- AIM OF THE EXERCISE
Return every record below exactly as given, images excluded.

- LISTED RECORDS
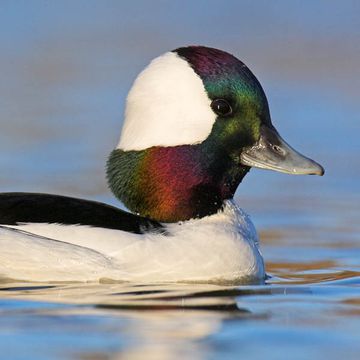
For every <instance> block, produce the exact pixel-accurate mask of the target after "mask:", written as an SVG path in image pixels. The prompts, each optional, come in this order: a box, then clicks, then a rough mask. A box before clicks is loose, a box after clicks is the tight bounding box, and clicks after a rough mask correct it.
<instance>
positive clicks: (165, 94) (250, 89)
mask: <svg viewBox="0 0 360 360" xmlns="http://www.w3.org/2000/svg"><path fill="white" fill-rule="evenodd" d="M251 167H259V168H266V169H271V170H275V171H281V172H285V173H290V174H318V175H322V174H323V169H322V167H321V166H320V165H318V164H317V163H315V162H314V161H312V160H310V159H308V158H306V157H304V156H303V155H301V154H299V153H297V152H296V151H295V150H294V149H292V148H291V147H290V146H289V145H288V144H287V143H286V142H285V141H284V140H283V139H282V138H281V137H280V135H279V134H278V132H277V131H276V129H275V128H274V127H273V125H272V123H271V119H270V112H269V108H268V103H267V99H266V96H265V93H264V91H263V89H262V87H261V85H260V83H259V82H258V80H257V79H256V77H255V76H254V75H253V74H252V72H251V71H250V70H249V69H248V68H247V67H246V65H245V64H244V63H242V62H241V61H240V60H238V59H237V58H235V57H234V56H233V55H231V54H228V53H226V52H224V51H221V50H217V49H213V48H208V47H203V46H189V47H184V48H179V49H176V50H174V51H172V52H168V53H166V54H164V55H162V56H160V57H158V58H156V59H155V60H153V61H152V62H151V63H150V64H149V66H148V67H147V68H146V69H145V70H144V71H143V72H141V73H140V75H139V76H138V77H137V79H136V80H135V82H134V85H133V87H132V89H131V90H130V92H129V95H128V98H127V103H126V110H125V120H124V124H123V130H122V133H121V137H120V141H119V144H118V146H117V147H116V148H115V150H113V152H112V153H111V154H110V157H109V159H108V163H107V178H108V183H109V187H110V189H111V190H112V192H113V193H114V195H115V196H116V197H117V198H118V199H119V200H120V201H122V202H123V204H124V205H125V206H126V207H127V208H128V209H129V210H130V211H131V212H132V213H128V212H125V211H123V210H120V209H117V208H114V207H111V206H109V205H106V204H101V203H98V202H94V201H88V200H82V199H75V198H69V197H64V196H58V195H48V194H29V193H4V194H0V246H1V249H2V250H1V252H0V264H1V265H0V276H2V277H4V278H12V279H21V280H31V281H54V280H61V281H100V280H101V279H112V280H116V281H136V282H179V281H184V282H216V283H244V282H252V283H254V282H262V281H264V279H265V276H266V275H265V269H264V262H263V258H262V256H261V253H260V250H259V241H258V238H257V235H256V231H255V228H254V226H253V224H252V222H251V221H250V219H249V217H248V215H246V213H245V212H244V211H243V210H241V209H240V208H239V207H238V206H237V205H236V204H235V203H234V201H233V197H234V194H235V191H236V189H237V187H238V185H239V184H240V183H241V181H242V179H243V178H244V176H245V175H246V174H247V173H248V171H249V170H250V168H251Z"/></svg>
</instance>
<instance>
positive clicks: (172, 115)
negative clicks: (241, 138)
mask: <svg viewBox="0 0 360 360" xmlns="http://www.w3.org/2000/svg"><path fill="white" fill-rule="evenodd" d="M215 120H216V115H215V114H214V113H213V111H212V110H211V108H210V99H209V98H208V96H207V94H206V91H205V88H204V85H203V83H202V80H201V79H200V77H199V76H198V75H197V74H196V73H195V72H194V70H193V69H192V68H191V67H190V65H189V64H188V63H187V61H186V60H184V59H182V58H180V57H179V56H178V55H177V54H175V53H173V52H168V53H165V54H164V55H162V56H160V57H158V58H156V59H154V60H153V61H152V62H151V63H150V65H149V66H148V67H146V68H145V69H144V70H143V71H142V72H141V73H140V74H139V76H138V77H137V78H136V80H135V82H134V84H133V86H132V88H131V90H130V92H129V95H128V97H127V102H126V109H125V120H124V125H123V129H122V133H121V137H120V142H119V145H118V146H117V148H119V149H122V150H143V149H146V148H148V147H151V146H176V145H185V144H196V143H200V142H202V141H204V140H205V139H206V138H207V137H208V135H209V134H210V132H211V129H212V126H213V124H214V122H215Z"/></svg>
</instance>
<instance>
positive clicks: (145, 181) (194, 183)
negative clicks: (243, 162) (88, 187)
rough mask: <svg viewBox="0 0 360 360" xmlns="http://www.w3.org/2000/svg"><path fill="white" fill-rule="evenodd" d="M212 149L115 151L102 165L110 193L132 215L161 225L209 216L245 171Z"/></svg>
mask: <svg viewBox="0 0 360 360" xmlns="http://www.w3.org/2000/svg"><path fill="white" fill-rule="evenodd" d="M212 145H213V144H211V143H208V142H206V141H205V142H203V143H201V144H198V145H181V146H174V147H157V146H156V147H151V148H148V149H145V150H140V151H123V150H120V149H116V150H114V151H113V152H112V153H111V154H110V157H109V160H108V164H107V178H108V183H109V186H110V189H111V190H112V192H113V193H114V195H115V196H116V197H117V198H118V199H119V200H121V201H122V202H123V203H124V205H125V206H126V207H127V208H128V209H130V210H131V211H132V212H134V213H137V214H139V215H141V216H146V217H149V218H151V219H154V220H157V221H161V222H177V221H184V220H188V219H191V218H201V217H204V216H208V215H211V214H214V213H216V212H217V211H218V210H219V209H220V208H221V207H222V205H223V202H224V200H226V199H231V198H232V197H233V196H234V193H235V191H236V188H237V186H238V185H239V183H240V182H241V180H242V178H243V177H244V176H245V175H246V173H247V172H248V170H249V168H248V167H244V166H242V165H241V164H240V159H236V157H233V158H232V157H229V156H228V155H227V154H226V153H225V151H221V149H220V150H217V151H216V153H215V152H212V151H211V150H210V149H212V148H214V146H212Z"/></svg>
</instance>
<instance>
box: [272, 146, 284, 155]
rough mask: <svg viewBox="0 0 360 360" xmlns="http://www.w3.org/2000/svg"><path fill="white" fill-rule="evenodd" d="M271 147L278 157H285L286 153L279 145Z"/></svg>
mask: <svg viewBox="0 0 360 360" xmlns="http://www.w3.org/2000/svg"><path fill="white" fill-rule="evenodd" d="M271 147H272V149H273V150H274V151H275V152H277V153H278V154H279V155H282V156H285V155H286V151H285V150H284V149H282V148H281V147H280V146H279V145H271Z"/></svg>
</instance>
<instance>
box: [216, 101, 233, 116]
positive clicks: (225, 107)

- YOUR RESPONSE
For every <instance> block, produce the exact pixel-accurate mask of the target after "mask:", written as an SVG path in image pixels. The prompts, each optional, come in this order: a box, then clicks, then a rough mask. A box before clicks is loose, a box after clicks is the tight bounding box, and clicks after a rough mask correct it.
<instance>
positive clicks: (165, 94) (250, 89)
mask: <svg viewBox="0 0 360 360" xmlns="http://www.w3.org/2000/svg"><path fill="white" fill-rule="evenodd" d="M251 167H259V168H266V169H271V170H275V171H281V172H285V173H290V174H318V175H322V174H323V169H322V167H321V166H320V165H318V164H317V163H315V162H314V161H312V160H310V159H308V158H306V157H304V156H303V155H301V154H299V153H297V152H296V151H295V150H294V149H292V148H291V147H290V146H289V145H288V144H287V143H286V142H285V141H284V140H283V139H282V138H281V137H280V135H279V134H278V132H277V131H276V129H275V128H274V127H273V125H272V123H271V119H270V112H269V108H268V103H267V99H266V96H265V93H264V91H263V89H262V87H261V85H260V83H259V82H258V80H257V79H256V77H255V76H254V75H253V74H252V72H251V71H250V70H249V69H248V68H247V67H246V65H245V64H244V63H242V62H241V61H240V60H238V59H237V58H235V57H234V56H233V55H231V54H228V53H226V52H224V51H221V50H217V49H213V48H208V47H203V46H189V47H184V48H179V49H176V50H174V51H172V52H168V53H166V54H164V55H162V56H160V57H158V58H156V59H155V60H153V61H152V62H151V63H150V64H149V66H148V67H147V68H146V69H145V70H144V71H143V72H141V73H140V75H139V76H138V77H137V79H136V80H135V82H134V85H133V87H132V89H131V90H130V92H129V95H128V98H127V103H126V110H125V120H124V124H123V130H122V133H121V137H120V141H119V144H118V146H117V147H116V148H115V150H113V152H112V153H111V154H110V157H109V159H108V163H107V178H108V183H109V187H110V189H111V190H112V192H113V193H114V195H115V196H116V197H117V198H118V199H119V200H120V201H122V202H123V204H124V205H125V206H126V207H127V208H128V209H129V210H130V211H131V212H132V213H128V212H125V211H123V210H120V209H117V208H114V207H111V206H109V205H106V204H101V203H98V202H94V201H88V200H82V199H75V198H69V197H64V196H58V195H48V194H29V193H4V194H0V246H1V249H2V250H1V252H0V264H1V265H0V276H2V277H4V278H12V279H21V280H31V281H54V280H61V281H100V280H101V279H112V280H116V281H136V282H179V281H184V282H216V283H244V282H252V283H254V282H262V281H264V279H265V276H266V275H265V269H264V262H263V258H262V256H261V253H260V250H259V241H258V238H257V235H256V231H255V228H254V226H253V224H252V222H251V221H250V219H249V217H248V215H246V213H245V212H244V211H243V210H241V209H240V208H239V207H238V206H237V205H236V204H235V203H234V201H233V197H234V194H235V191H236V189H237V187H238V185H239V184H240V183H241V181H242V179H243V178H244V176H245V175H246V174H247V173H248V171H249V170H250V168H251Z"/></svg>
</instance>
<instance>
positive clicks: (172, 115)
negative clicks: (241, 138)
mask: <svg viewBox="0 0 360 360" xmlns="http://www.w3.org/2000/svg"><path fill="white" fill-rule="evenodd" d="M215 120H216V115H215V114H214V113H213V111H212V110H211V108H210V99H209V98H208V96H207V94H206V91H205V88H204V85H203V83H202V80H201V79H200V77H199V76H198V75H197V74H196V73H195V72H194V70H193V69H192V68H191V67H190V65H189V64H188V63H187V61H186V60H184V59H182V58H180V57H179V56H178V55H177V54H175V53H173V52H168V53H165V54H164V55H162V56H160V57H158V58H156V59H154V60H153V61H152V62H151V63H150V65H149V66H148V67H146V68H145V69H144V70H143V71H142V72H141V73H140V74H139V76H138V77H137V78H136V80H135V82H134V84H133V86H132V88H131V90H130V92H129V95H128V97H127V102H126V109H125V120H124V125H123V129H122V133H121V137H120V142H119V145H118V146H117V148H119V149H122V150H143V149H146V148H148V147H151V146H176V145H185V144H196V143H200V142H202V141H204V140H205V139H206V138H207V137H208V135H209V134H210V132H211V129H212V126H213V124H214V122H215Z"/></svg>
</instance>
<instance>
positive clicks: (145, 181) (194, 183)
negative clicks: (243, 162) (88, 187)
rough mask: <svg viewBox="0 0 360 360" xmlns="http://www.w3.org/2000/svg"><path fill="white" fill-rule="evenodd" d="M212 149L115 151L102 165L110 193L132 215L161 225L209 216L245 171Z"/></svg>
mask: <svg viewBox="0 0 360 360" xmlns="http://www.w3.org/2000/svg"><path fill="white" fill-rule="evenodd" d="M212 145H213V144H211V143H208V142H206V141H205V142H203V143H201V144H198V145H181V146H174V147H157V146H156V147H151V148H148V149H145V150H140V151H123V150H120V149H116V150H114V151H113V152H112V153H111V154H110V157H109V160H108V164H107V178H108V183H109V186H110V189H111V190H112V192H113V193H114V195H115V196H116V197H117V198H118V199H119V200H121V201H122V202H123V203H124V205H125V206H126V207H127V208H128V209H130V210H131V211H132V212H134V213H137V214H139V215H141V216H146V217H149V218H151V219H154V220H157V221H161V222H177V221H184V220H188V219H191V218H201V217H204V216H208V215H211V214H214V213H216V212H217V211H218V210H219V209H220V208H221V207H222V205H223V202H224V200H226V199H231V198H232V197H233V196H234V193H235V191H236V188H237V186H238V185H239V183H240V182H241V180H242V178H243V177H244V176H245V175H246V173H247V172H248V170H249V168H248V167H244V166H242V165H241V164H240V159H236V157H233V158H232V157H229V156H228V155H227V154H226V153H225V151H221V149H220V150H217V151H216V153H215V152H212V151H211V150H210V149H212V148H214V146H212Z"/></svg>
</instance>
<instance>
box: [272, 146, 284, 155]
rough mask: <svg viewBox="0 0 360 360" xmlns="http://www.w3.org/2000/svg"><path fill="white" fill-rule="evenodd" d="M271 147L278 157H285L286 153L279 145Z"/></svg>
mask: <svg viewBox="0 0 360 360" xmlns="http://www.w3.org/2000/svg"><path fill="white" fill-rule="evenodd" d="M271 147H272V149H273V150H274V151H275V152H277V153H278V154H279V155H282V156H285V155H286V151H285V150H284V149H282V148H281V147H280V146H279V145H271Z"/></svg>
</instance>
<instance>
box: [216, 101, 233, 116]
positive clicks: (225, 107)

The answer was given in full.